=== Section Start ===

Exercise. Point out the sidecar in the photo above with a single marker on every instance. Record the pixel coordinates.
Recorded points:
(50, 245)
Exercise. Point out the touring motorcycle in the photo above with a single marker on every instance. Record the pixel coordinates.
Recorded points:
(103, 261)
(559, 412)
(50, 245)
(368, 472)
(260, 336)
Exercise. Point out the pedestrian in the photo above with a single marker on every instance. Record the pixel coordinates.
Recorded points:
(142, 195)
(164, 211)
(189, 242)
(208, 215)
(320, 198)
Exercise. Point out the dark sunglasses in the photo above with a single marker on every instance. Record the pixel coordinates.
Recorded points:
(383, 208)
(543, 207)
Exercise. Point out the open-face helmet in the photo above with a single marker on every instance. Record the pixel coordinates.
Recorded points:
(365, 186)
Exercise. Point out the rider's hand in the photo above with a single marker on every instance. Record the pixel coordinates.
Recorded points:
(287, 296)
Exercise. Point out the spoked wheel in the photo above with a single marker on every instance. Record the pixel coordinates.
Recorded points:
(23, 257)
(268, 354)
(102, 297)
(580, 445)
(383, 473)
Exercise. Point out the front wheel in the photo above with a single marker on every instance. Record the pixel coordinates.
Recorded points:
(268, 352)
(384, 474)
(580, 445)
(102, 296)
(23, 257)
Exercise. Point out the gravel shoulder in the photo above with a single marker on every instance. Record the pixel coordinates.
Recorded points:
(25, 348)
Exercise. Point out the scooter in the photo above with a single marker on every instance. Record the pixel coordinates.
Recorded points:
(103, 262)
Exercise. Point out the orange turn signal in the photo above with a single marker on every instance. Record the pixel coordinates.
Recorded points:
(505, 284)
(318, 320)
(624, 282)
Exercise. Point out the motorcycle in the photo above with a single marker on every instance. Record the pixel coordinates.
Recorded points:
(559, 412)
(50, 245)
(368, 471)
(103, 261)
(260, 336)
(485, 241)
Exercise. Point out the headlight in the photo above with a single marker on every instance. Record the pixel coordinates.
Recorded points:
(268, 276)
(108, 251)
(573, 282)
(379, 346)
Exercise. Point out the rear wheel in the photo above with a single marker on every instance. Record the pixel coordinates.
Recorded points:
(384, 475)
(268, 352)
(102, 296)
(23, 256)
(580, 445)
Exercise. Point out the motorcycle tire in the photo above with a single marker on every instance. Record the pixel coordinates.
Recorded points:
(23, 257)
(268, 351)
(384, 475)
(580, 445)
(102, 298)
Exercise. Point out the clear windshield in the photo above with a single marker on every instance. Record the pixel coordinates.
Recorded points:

=== Section End ===

[WHAT IS NEEDED] Show all lines above holding the word "motorcycle".

[RESPONSE]
Exercise. Point out the touring motorcycle in the photo above with a single marker on every instance. Record the pixel coordinates.
Exercise. Point out the motorcycle in the photo above with a single marker on every instance. Record the pixel coordinates.
Exercise. Point out the motorcycle tire in the photo above with a single marker on every instance. Record the pixel coordinates.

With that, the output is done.